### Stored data
- Opening Delimiter -
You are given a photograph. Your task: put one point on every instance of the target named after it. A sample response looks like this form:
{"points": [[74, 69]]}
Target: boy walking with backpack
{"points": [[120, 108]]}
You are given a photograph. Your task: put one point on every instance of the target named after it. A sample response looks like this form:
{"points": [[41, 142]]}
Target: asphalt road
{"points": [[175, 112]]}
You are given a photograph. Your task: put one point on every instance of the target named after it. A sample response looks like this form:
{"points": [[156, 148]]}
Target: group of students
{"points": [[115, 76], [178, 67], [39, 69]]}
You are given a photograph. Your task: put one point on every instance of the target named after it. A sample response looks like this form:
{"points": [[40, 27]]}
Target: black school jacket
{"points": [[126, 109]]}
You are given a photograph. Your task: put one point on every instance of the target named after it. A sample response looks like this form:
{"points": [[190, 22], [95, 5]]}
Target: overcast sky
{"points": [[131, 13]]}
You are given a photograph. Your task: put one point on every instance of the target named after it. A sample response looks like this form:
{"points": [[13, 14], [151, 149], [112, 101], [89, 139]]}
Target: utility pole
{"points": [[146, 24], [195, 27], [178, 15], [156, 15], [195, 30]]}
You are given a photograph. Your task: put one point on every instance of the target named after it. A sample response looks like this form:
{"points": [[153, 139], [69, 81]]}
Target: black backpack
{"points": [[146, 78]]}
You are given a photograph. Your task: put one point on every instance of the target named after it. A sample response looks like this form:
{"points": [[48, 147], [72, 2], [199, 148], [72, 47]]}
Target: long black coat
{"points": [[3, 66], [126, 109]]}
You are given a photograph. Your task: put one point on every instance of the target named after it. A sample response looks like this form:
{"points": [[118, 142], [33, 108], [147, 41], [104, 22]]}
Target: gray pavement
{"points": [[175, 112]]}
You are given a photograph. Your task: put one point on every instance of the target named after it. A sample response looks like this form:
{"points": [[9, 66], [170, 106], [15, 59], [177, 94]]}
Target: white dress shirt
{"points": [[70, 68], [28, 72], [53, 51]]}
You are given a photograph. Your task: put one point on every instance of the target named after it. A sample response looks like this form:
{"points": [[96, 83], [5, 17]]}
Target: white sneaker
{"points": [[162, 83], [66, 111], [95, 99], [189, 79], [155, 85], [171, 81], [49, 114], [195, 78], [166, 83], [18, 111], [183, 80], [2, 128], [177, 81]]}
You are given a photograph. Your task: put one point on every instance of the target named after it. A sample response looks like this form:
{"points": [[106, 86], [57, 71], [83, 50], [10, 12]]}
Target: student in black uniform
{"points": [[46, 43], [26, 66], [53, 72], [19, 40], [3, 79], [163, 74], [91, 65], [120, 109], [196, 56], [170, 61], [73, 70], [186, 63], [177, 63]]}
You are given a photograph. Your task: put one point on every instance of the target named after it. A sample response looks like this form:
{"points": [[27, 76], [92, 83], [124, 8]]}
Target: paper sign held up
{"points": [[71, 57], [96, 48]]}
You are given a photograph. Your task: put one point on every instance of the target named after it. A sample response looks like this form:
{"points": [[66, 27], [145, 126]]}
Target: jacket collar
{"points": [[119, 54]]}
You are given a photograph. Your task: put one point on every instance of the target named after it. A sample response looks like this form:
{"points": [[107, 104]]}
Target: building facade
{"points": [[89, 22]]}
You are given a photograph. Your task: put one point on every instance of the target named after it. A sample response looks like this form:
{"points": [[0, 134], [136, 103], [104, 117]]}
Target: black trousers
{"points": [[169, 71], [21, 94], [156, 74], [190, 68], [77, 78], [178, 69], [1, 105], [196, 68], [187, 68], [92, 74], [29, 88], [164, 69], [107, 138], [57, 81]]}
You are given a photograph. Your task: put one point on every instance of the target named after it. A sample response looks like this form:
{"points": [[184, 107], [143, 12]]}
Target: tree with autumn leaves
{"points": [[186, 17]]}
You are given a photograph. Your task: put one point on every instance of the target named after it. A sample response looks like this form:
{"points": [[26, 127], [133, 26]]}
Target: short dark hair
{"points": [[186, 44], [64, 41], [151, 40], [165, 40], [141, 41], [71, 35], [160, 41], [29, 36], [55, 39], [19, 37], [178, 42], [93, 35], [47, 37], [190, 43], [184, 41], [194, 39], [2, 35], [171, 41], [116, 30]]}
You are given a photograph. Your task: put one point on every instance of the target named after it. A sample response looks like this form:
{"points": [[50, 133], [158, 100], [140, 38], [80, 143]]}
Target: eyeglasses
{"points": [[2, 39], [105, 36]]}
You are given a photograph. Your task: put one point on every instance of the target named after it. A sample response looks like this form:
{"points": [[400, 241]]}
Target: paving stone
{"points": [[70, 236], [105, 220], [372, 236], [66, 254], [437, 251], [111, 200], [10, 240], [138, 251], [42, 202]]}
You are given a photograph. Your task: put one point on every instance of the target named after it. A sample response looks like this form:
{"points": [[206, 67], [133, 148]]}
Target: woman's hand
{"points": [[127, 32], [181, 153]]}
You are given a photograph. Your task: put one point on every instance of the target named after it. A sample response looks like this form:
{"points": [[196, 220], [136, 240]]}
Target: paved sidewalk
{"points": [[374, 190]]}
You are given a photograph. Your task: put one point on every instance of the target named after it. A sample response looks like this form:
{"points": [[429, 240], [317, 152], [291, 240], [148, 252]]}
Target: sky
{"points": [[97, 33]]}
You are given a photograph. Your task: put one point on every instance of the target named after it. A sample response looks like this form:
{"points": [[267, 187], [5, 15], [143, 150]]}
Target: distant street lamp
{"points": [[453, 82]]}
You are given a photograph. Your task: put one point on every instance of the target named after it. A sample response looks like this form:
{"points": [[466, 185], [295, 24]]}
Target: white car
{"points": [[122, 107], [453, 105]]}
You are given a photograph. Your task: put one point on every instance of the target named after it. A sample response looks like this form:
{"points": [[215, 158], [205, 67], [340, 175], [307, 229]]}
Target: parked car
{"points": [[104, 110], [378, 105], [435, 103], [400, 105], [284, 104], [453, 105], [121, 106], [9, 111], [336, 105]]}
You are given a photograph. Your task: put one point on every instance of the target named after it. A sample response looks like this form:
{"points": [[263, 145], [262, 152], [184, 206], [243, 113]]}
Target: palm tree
- Closing Delimiter -
### Task brief
Please transcribe the data shown above in full, exactly as it stands.

### Response
You are given a photograph. Your task: put one point on every instance of the target named after it. A sample response looks like this form:
{"points": [[74, 69]]}
Target: boy walking with backpack
{"points": [[120, 108]]}
You are given a photograph. Your task: put one point on every instance of the target named after it. A sample response looks like this form:
{"points": [[41, 142]]}
Target: asphalt road
{"points": [[175, 112]]}
You are given a photograph. Your task: put one point on every instance of the target named after it. A sample response looks like this form:
{"points": [[156, 148]]}
Target: group of students
{"points": [[115, 76], [178, 67], [39, 69]]}
You are given a photograph. Your task: put one point on every instance of the target named after it. A sample response looks like this form:
{"points": [[40, 27]]}
Target: black school jacket
{"points": [[126, 109]]}
You are given a photograph. Your task: put one point on every instance of the target named after it. A sample response looks like this form:
{"points": [[190, 22], [95, 5]]}
Target: overcast sky
{"points": [[131, 13]]}
You are given a photograph. Your task: put one point on every instance of the target named after it. A sample response looks like this form:
{"points": [[13, 14], [151, 149], [112, 101], [89, 139]]}
Target: utility pole
{"points": [[146, 24], [195, 27], [178, 15], [156, 15], [195, 30]]}
You are given a photograph. Your task: put one point on every instance of the target named after it. A sample response looks like this form:
{"points": [[153, 139], [69, 81]]}
Target: black backpack
{"points": [[146, 78]]}
You are given a photograph. Your task: put one point on every instance of the target named after it. A sample response looks like this form:
{"points": [[48, 147], [72, 2], [199, 148], [72, 47]]}
Target: long black coat
{"points": [[3, 66], [126, 109]]}
You are given a photograph. Your task: put one point on every instance of the target named after it. A sample response looks like this form:
{"points": [[118, 142], [33, 108], [147, 41], [104, 22]]}
Target: gray pavement
{"points": [[175, 112]]}
You are given a photograph. Your task: put one point on every instance of the target named after it. A sample response looks like this form:
{"points": [[9, 66], [170, 106], [15, 59], [177, 94]]}
Target: white dress shirt
{"points": [[70, 68], [28, 72], [53, 51]]}
You are given a photograph. Your task: put one point on every instance of the target named after it. A sample response looks like this form:
{"points": [[96, 83], [5, 17]]}
Target: white sneaker
{"points": [[162, 83], [66, 111], [95, 99], [189, 79], [155, 85], [171, 81], [49, 114], [195, 78], [166, 83], [18, 111], [183, 80], [2, 128], [177, 81]]}
You are given a photograph. Your task: put one point on every instance of the target named after it. A sample response looks like this form:
{"points": [[106, 86], [57, 71], [83, 50], [10, 12]]}
Target: student in black uniform
{"points": [[46, 43], [26, 66], [53, 72], [19, 40], [3, 79], [163, 74], [91, 65], [120, 109], [196, 56], [170, 61], [73, 70], [186, 63], [177, 63]]}
You are given a photograph. Your task: put one point on every instance of the target named after it. A sample response looks like this form:
{"points": [[27, 76], [92, 83], [124, 8]]}
Target: paper sign held up
{"points": [[71, 57], [96, 48]]}
You are given a photograph. Your task: put one point on every instance of the target named after it. A sample response looks like this form:
{"points": [[66, 27], [145, 126]]}
Target: jacket collar
{"points": [[119, 54]]}
You are given a photograph. Your task: put one point on every instance of the target named after it. A sample response looks like this form:
{"points": [[107, 104]]}
Target: building facade
{"points": [[89, 22]]}
You are given a photograph. Your task: put one point on every instance of the target named after it. A sample response looks like this form:
{"points": [[0, 134], [136, 103], [104, 117]]}
Target: black trousers
{"points": [[169, 71], [21, 94], [156, 74], [190, 68], [77, 78], [178, 69], [1, 105], [196, 68], [187, 68], [92, 74], [29, 88], [164, 69], [107, 138], [57, 81]]}
You are given a photograph. Your task: put one point on every instance of the target named after it. A sample response looks like this form:
{"points": [[184, 107], [143, 12]]}
Target: tree with autumn leaves
{"points": [[186, 17]]}
You are given a photograph. Your task: put one point on every instance of the target named after it. A sample response looks like this form:
{"points": [[26, 127], [133, 26]]}
Target: short dark hair
{"points": [[186, 44], [64, 41], [151, 40], [165, 40], [141, 41], [71, 35], [160, 41], [29, 36], [55, 39], [19, 37], [178, 42], [93, 35], [47, 37], [190, 43], [184, 41], [194, 39], [2, 35], [171, 41], [116, 30]]}
You are given a photograph. Your task: put one point on every instance of the target named after it. A sample response looks like this form:
{"points": [[50, 133], [158, 100], [140, 38], [80, 143]]}
Target: eyeglasses
{"points": [[2, 39], [105, 36]]}
You are given a photograph. Your task: put one point on every instance of the target named after it. A sample response looks like this form:
{"points": [[400, 241]]}
Target: paving stone
{"points": [[70, 236], [105, 220], [372, 236], [66, 254], [437, 251], [111, 200], [10, 240], [138, 251], [42, 202]]}
You are given a photograph. Your task: put one point on every instance of the target named after it. A sample response looks like this form:
{"points": [[206, 67], [133, 148]]}
Target: woman's hand
{"points": [[127, 32], [181, 153]]}
You are given a photograph. Your task: put one point on every instance of the target named after it. A sample response looks like this form:
{"points": [[196, 220], [136, 240]]}
Target: paved sidewalk
{"points": [[374, 190]]}
You are given a photograph. Your task: put one point on every instance of the target named after it. A sample response looks like this form:
{"points": [[429, 240], [317, 152], [291, 240], [148, 252]]}
Target: sky
{"points": [[97, 33]]}
You are given a photograph. Your task: put one point on every instance of the target named after it. A sample response looks like this form:
{"points": [[267, 187], [5, 15], [143, 150]]}
Target: distant street lamp
{"points": [[453, 82]]}
You are given a photograph. Your task: put one point on every instance of the target named after it. A sample response looks like this form:
{"points": [[466, 185], [295, 24]]}
Target: white car
{"points": [[122, 107], [453, 105]]}
You are given a photograph. Your task: put one point on every instance of the target named after it. A sample response looks like this form:
{"points": [[215, 158], [205, 67], [340, 175], [307, 229]]}
Target: parked car
{"points": [[104, 110], [378, 105], [435, 103], [400, 105], [284, 104], [453, 105], [121, 106], [9, 111], [336, 105]]}
You are given a photograph. Your task: put one point on every instance of the target named after it. A sample response looks like this form:
{"points": [[263, 145], [262, 152], [184, 206], [243, 113]]}
Target: palm tree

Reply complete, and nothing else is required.